EXERCISE REQUIREMENTS
Identify every line in the records below that contains the word "leafy", and copy each such line in full.

DATA SHOWN
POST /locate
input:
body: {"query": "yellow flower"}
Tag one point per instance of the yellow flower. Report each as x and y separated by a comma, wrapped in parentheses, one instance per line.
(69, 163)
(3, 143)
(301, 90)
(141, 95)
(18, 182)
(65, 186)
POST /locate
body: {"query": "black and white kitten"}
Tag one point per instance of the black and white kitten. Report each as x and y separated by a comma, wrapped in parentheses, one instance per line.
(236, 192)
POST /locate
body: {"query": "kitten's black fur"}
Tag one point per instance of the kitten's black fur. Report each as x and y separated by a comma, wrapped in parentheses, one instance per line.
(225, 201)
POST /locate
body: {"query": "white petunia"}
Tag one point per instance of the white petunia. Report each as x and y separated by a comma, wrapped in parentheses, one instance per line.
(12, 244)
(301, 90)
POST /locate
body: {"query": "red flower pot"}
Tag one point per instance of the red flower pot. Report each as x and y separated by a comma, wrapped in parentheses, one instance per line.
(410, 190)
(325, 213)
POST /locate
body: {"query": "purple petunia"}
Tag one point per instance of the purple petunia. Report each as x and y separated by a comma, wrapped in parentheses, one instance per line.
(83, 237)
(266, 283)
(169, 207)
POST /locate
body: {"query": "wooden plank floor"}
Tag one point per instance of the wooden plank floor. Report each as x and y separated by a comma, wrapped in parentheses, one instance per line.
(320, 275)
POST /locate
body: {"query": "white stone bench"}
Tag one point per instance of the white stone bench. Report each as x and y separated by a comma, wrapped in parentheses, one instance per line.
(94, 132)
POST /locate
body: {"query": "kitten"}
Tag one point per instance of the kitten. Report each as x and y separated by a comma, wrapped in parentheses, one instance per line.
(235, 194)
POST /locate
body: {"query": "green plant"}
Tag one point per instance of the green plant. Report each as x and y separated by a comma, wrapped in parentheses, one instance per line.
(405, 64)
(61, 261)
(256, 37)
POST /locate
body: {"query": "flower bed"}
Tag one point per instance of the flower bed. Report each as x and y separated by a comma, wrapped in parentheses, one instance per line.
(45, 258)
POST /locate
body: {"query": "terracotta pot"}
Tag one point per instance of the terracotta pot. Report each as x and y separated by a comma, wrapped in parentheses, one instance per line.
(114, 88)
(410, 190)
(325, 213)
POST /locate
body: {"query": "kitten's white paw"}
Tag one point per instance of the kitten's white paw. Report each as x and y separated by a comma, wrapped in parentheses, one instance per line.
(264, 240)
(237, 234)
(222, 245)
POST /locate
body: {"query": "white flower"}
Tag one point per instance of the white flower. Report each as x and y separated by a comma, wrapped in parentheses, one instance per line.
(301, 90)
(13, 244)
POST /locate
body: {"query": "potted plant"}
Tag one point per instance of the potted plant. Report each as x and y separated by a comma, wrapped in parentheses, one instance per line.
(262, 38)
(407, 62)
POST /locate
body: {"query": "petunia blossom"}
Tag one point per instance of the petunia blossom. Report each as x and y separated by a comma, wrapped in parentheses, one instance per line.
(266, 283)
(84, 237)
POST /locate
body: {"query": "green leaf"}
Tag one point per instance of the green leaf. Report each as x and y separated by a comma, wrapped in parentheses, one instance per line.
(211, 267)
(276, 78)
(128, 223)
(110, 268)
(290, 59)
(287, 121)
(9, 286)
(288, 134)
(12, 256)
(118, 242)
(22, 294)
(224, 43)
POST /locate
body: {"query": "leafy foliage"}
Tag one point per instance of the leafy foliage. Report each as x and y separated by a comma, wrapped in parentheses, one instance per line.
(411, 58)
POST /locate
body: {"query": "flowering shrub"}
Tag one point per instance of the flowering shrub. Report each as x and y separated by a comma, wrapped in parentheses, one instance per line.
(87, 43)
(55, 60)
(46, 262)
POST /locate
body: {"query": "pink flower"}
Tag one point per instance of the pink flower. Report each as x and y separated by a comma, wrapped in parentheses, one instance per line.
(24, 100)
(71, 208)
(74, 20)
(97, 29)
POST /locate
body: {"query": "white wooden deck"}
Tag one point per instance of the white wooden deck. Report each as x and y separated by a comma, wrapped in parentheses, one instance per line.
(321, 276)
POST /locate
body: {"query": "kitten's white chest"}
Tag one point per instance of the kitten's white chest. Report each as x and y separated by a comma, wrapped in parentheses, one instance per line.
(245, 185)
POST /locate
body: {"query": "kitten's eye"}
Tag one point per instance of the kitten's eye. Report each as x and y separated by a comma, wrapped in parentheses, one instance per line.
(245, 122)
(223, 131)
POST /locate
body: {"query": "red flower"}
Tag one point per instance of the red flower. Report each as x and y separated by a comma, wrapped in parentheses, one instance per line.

WRITTEN RESPONSE
body: {"query": "leafy foliage"}
Tag one point per instance of the leafy foliage. Report each as x and y separated by a comma, wrapped in parentheses, one instance per line.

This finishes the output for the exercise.